- SELECTED EXTRACT -
____
I am wondering about this as well. I have a wooden canopy that will be going on my tank and plan on stocking kuhli loaches, who are known escape artists. My plan was to put the canopy on backwards, and cover the opening with glass, so I can have some plants growing up out of the water. I love the look of open top tanks, but don't want to lose my fish. Anyone do anything similar? Sorry if I'm thread jacking

Sent from my Droid using Tapatalk


----------



## wendyjo (Feb 20, 2009)

huhu89151734 said:


> I do have a glass top and what I did is just set my lights right on top of that glass.


Exactly what I do. There is about a 2" strip along gthe back that is open, for cords and such. I covered this using breathable meshy type fabric attached to the tank with velcro for easy removal. Works like a charm and the fabric molds itself right around all the hoses for a tight fit that no fishys are gonna get past.


----------



## sean117Ply (Jun 28, 2009)

xmas_one said:


> that's weird, i've never had algae grow on my covers..


I alway have algae growing on my glass lid/tops. It's extremely slimy.


----------



## wendyjo (Feb 20, 2009)

I clean mine with vinegar each time I do a water change.


----------



## The Rockster (Aug 2, 2007)

*No Brainer For Me!! YMMV*

Hi,
I have been using a glass top for about 6 years, due to the cat hair, parrot dander as well as the evaporation problems living in the tropics.

In the past I have read articles on the water & light combination leaching onto the glass. Apparently, the heat of the light heats up the water, which creates a cloudy like haze, that will eventually permanently etch into the glass(causing less light to penetrate threw it) .
____
- EXERCISES TO COMPLETE -
**A)** In the aquarium lid thread, what does one poster use to cover the open strip along the back of the tank, and how is it attached?
**B)** Go on with the aquarium lid thread from its last sentence.

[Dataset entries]
____
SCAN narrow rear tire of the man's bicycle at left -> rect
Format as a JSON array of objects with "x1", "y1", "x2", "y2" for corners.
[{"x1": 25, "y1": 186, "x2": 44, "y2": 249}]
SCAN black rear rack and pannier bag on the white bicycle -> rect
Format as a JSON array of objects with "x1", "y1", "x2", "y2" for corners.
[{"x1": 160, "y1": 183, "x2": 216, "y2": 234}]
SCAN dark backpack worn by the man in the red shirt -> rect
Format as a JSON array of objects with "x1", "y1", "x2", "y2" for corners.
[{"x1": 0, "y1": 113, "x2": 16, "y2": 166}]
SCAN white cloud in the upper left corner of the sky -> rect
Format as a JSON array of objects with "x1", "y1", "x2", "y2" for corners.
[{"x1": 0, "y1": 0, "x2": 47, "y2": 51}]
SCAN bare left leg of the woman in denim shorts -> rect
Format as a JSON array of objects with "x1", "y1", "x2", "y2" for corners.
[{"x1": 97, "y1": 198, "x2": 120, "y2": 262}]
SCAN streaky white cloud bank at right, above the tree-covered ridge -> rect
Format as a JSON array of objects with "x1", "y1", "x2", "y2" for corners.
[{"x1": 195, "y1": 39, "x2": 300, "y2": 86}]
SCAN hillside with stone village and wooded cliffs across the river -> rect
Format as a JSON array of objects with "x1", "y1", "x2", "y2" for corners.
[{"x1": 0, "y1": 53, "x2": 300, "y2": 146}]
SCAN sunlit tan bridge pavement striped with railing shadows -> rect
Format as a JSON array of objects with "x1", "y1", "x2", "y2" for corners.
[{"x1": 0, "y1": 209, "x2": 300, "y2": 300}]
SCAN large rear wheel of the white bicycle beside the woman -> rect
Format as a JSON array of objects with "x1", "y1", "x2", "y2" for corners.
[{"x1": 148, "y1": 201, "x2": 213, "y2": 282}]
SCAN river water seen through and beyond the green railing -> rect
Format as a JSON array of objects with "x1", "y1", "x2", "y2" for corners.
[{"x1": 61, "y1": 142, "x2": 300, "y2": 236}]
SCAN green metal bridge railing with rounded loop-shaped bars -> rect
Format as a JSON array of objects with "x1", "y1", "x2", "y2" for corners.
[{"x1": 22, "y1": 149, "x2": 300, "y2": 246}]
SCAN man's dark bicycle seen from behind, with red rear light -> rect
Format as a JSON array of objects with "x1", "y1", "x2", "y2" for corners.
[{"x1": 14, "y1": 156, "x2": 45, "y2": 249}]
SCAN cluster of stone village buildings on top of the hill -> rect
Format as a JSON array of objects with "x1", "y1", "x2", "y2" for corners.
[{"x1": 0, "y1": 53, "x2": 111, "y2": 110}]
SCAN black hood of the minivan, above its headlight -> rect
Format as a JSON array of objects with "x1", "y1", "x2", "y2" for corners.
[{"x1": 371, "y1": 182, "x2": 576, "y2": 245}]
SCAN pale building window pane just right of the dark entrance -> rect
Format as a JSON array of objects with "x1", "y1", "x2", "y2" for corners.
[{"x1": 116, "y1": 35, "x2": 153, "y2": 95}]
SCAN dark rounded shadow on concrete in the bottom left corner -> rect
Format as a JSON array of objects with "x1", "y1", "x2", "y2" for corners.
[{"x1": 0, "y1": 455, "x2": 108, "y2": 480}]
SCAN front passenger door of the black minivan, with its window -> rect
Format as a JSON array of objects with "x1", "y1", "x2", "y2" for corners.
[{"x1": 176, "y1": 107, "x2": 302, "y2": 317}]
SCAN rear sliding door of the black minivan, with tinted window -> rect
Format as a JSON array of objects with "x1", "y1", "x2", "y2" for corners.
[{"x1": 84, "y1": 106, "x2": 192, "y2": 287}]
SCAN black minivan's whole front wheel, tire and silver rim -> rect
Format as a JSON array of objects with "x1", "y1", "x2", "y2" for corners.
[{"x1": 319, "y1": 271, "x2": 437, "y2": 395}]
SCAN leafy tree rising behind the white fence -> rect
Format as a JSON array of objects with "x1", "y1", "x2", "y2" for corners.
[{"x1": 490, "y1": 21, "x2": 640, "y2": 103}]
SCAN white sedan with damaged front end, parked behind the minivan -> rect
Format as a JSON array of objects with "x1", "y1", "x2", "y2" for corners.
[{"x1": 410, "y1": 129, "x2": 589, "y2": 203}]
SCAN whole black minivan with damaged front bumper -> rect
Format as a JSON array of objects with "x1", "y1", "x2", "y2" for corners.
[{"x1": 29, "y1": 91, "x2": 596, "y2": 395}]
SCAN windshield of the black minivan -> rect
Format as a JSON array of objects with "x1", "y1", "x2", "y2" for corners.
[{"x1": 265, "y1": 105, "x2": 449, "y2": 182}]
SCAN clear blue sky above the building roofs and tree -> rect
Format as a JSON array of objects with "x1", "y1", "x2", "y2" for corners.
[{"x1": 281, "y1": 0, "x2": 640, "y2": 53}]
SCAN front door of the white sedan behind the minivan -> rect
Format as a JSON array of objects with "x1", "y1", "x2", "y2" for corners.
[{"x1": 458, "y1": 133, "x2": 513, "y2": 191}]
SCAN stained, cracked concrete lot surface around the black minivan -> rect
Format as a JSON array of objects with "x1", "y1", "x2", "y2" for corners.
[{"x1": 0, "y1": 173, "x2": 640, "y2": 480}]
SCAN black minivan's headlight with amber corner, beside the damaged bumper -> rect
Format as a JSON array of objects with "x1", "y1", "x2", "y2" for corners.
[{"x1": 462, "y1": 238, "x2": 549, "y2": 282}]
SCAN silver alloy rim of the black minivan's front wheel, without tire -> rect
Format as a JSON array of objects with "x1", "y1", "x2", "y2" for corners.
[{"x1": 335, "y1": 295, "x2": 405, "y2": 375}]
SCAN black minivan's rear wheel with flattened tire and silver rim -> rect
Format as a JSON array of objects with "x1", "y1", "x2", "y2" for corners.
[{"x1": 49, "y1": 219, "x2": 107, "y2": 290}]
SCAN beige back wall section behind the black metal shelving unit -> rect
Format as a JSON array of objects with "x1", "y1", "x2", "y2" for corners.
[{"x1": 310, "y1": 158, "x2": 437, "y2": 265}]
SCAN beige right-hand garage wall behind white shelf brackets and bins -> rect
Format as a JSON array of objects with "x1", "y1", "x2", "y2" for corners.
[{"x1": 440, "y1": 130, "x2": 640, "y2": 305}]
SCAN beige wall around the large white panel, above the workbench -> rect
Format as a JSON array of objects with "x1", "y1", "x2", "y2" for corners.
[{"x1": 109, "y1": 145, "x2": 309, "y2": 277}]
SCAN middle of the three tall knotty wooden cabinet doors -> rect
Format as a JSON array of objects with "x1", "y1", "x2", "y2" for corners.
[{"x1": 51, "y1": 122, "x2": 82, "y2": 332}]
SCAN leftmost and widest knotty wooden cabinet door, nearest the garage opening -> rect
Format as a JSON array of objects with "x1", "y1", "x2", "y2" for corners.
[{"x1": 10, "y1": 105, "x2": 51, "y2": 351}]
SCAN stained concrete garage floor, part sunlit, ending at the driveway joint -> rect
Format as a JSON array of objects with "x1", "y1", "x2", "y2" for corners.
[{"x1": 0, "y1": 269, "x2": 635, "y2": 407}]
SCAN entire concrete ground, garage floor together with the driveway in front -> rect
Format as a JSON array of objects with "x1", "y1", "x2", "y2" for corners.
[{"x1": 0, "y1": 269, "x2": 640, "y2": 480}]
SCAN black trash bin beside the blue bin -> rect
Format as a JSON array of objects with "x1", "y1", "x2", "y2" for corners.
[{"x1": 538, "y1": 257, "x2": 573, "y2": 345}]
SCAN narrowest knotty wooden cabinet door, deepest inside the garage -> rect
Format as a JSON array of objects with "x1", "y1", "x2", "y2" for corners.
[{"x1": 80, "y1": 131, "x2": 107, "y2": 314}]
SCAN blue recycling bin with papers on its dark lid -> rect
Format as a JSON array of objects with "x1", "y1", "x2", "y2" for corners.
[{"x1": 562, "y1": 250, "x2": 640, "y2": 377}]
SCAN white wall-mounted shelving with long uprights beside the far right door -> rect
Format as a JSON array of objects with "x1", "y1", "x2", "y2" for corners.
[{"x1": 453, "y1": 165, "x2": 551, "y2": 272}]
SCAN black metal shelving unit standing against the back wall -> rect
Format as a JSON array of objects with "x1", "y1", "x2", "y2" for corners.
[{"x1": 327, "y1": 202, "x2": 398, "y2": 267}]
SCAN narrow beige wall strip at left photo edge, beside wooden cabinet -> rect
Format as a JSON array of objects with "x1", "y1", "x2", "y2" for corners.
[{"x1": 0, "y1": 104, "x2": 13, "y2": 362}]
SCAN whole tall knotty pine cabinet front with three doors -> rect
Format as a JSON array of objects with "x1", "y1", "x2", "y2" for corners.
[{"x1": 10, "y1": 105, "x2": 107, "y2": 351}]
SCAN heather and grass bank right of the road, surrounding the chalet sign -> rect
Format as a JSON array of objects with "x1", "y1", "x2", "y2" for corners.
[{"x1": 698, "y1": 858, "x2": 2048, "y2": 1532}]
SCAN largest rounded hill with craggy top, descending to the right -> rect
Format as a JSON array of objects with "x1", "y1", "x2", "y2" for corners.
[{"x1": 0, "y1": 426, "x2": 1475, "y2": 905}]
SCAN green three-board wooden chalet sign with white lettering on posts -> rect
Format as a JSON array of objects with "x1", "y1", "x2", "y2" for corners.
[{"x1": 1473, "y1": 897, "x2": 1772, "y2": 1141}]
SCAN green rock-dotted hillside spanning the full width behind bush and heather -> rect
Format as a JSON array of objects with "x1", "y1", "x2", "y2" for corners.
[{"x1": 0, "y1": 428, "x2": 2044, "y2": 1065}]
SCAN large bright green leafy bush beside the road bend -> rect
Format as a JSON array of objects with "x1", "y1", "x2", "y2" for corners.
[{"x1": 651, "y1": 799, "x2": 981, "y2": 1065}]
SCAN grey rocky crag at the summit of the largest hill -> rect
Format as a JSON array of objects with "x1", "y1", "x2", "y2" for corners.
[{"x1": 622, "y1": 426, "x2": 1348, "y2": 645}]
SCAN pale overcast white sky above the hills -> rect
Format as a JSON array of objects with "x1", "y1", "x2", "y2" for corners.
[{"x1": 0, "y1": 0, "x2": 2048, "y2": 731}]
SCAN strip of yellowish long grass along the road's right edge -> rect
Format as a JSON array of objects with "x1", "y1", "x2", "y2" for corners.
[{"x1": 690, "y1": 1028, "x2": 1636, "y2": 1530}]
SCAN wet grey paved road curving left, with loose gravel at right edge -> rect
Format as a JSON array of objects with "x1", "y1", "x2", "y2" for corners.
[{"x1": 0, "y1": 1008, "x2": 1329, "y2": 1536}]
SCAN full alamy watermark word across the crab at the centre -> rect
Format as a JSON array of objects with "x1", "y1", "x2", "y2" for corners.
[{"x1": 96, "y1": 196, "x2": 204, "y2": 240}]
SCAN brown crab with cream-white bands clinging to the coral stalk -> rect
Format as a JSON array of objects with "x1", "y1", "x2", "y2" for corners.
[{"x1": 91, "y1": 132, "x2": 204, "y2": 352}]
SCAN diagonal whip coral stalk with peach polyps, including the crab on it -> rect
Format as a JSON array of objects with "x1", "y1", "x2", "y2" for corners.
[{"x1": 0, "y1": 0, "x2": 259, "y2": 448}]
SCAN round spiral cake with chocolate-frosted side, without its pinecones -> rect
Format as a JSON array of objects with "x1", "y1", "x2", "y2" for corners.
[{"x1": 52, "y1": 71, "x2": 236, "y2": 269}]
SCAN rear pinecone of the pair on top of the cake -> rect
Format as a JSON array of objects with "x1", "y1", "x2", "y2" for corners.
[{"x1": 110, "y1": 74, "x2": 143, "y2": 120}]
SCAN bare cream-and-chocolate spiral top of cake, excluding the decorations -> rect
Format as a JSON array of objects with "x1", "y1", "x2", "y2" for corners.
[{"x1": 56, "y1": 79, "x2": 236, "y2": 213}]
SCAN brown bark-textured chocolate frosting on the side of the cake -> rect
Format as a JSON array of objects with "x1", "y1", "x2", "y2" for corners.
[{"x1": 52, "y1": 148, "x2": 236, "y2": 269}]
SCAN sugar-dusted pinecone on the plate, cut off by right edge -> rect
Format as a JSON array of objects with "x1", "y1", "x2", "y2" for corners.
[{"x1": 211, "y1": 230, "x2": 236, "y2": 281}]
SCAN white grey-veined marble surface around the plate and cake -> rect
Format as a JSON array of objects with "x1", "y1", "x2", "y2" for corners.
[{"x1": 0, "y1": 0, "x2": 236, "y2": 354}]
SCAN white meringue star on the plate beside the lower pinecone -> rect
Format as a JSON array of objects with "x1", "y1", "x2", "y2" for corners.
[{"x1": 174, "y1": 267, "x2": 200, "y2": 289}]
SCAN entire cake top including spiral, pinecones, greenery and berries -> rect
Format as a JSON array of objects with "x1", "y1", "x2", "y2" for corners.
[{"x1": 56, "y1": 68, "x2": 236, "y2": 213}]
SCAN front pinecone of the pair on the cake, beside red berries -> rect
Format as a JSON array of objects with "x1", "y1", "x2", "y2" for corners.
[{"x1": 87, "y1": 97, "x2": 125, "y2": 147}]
____
- EXERCISE RESULTS -
**A)** A breathable, mesh-like fabric, attached to the tank with velcro.

**B)**
Because of this concern, as well as algae buildup, and the high temps of the water, I have been lowering the level when doing weekly water changes.
Generally I fill up the tank till I have reached the middle of the top frame. This makes the tank look full, yet there is no water touching the glass top.I do clean the glass top weekly with a sponge and r/o water.

Using auto co2, of course, I believe in the necessity of surface ripple, as well as using an air curtain at night to increase the oxygen in the warm water. 

This strategy has worked for me for years. No algae problems on the glass hood, no cloudy glass, and lots of surface oxygen.


----------



## sean117Ply (Jun 28, 2009)

The Rockster said:


> Apparently, the heat of the light heats up the water, which creates a cloudy like haze, that will eventually permanently etch into the glass(causing less light to penetrate threw it) .


Steam? No... Way... 

Just dilute some CLR into a tub of water and soak the glass in there, I do and mine come up a treat. The main cause is mineral deposits.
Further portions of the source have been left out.